>> Start ARTICLE
A key to the improved throughput was reducing the separation between the hot surface and the conversion device. A recent paper by MIT professor Gang Chen reported on an analysis showing that heat transfer could take place between very closely spaced surfaces at a rate that is orders of magnitude higher than predicted by theory. The new report takes that finding a step further, showing how the heat can not only be transferred, but converted into electricity so that it can be harnessed.
A company called MTPV Corp. (for Micron-gap Thermal Photo-Voltaics), founded by Robert DiMatteo SM ’96, MBA ‘06, is already working on the development of “a new technology closely related to the work described in this paper,” Hagelstein says.
DiMatteo says he hopes eventually to commercialize Hagelstein’s new idea. In the meantime, he says the technology now being developed by his company, which he expects to have on the market next year, could produce a tenfold improvement in throughput power over existing photovoltaic devices, while the further advance described in this new paper could make an additional tenfold or greater improvement possible. The work described in this paper “is potentially a major finding,” he says.
>> End ARTICLE
>> Start EXCERPTED DATA
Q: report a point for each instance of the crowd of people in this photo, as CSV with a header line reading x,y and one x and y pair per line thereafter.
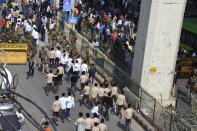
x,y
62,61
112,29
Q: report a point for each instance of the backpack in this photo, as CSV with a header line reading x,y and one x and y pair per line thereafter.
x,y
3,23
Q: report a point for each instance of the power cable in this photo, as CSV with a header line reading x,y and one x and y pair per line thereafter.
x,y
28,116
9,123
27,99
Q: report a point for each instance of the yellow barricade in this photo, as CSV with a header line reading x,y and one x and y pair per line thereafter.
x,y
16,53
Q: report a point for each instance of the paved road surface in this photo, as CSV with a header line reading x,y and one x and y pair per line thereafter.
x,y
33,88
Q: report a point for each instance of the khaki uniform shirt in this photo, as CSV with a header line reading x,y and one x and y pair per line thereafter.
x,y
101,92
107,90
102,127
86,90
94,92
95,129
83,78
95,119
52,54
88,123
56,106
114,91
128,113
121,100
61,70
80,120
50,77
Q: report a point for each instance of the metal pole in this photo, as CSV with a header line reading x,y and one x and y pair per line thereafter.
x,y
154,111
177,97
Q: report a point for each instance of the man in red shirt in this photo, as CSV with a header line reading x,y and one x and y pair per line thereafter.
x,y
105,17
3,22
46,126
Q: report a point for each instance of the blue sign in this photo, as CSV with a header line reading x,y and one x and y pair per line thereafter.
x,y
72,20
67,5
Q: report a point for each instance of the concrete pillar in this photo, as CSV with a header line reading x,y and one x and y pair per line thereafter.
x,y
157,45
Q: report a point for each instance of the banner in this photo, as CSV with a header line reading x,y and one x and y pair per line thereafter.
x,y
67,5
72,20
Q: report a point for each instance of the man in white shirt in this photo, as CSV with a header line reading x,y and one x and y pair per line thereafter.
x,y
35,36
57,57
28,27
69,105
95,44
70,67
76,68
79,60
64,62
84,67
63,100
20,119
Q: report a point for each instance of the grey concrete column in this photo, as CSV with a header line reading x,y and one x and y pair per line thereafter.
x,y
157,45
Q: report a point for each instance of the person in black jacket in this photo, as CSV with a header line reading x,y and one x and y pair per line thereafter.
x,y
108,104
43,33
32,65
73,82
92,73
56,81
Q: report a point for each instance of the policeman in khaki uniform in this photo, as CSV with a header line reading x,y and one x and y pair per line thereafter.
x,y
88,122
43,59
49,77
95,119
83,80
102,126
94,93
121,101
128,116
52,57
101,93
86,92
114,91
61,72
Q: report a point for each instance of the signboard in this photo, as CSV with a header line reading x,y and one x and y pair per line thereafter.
>> End EXCERPTED DATA
### WRITTEN TASKS
**1.** Rewrite part of the passage on heat-to-electricity conversion, beginning at the words "A key to the" and stopping after "can be harnessed.", with "separation" replaced by "gap".
**2.** Write the next part of the passage on heat-to-electricity conversion, picking up after its final sentence.

### WRITTEN ANSWERS
**1.**
A key to the improved throughput was reducing the gap between the hot surface and the conversion device. A recent paper by MIT professor Gang Chen reported on an analysis showing that heat transfer could take place between very closely spaced surfaces at a rate that is orders of magnitude higher than predicted by theory. The new report takes that finding a step further, showing how the heat can not only be transferred, but converted into electricity so that it can be harnessed.

**2.**
DiMatteo says that worldwide, about 60 percent of all the energy produced by burning fuels or generated in powerplants is wasted, mostly as excess heat, and that this technology could “make it possible to reclaim a significant fraction of that wasted energy.”
When this work began around 2002, Hagelstein says, such devices “clearly could not be built. We started this as purely a theoretical exercise.” But developments since then have brought it much closer to reality.
While it may take a few years for the necessary technology for building affordable quantum-dot devices to reach commercialization, Hagelstein says, “there’s no reason, in principle, you couldn’t get another order of magnitude or more” improvement in throughput power, as well as an improvement in efficiency.